Entries from a point annotation set
=====

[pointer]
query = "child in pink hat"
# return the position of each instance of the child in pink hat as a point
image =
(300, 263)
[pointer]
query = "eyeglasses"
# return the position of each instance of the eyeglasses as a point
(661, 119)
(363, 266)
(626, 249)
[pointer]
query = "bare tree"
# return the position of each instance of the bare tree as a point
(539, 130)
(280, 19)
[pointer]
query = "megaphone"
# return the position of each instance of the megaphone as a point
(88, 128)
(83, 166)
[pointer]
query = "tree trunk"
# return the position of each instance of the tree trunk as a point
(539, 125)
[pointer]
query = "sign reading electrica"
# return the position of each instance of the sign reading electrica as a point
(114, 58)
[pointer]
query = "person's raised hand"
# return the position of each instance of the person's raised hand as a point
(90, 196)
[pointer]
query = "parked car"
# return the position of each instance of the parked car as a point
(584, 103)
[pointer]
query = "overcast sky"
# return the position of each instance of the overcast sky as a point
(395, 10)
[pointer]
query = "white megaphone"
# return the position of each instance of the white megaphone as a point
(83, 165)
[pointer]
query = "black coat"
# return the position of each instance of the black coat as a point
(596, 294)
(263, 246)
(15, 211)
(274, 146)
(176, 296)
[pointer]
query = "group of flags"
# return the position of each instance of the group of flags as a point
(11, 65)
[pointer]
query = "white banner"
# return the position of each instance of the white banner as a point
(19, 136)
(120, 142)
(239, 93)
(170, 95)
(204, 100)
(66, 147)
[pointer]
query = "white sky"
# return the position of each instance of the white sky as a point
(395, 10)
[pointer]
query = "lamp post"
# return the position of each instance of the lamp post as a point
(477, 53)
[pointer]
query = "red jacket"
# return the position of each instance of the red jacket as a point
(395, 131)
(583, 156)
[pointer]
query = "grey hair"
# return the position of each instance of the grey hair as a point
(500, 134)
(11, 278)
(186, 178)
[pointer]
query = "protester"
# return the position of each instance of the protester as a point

=====

THE TASK: Make an exact copy of the records.

THE ANSWER:
[pointer]
query = "child in pink hat"
# return the position of each instance of the child in pink hat as a point
image =
(300, 263)
[pointer]
query = "eyeglasses"
# return the position of each instance of the eyeglasses as a point
(661, 119)
(363, 266)
(626, 249)
[pointer]
query = "bare tree"
# return the position of each instance of the bare tree as a point
(539, 130)
(280, 19)
[pointer]
query = "megaphone"
# return the position of each instance of the megaphone as a point
(88, 128)
(83, 166)
[pointer]
query = "tree trunk"
# return the position of each instance of the tree trunk as a point
(539, 125)
[pointer]
query = "sign reading electrica"
# return the position of each instance of the sign reading electrica as a point
(114, 58)
[pointer]
query = "person's raised hand"
# return the position of each instance of the person's raised hand as a point
(90, 196)
[pointer]
query = "parked car"
# return the position of each instance of the parked car as a point
(584, 103)
[pointer]
query = "overcast sky"
# return the position of each instance of the overcast sky as a point
(395, 10)
[pointer]
query = "white megaphone"
# return the position of each instance of the white megaphone as a point
(83, 165)
[pointer]
query = "black coat"
# return the position of each instance of the black coat as a point
(596, 294)
(263, 246)
(15, 211)
(274, 146)
(176, 296)
[pointer]
query = "group of flags"
# return the position of each instance of the group of flags as a point
(11, 65)
[pointer]
query = "white banner"
# return the position of each instance of the white banner as a point
(19, 136)
(120, 142)
(239, 93)
(170, 95)
(204, 100)
(66, 147)
[pointer]
query = "white sky"
# return the position of each instance of the white sky as a point
(395, 10)
[pointer]
query = "lamp post"
# return the position of each instance of the lamp post as a point
(477, 53)
[pointer]
query = "red jacket"
# return the position of each instance of the red jacket as a point
(395, 131)
(583, 156)
[pointer]
query = "grey hair"
# return the position of each instance of the grey hair as a point
(500, 134)
(11, 278)
(186, 178)
[pointer]
query = "protester"
# return the position of each instance of the protester as a point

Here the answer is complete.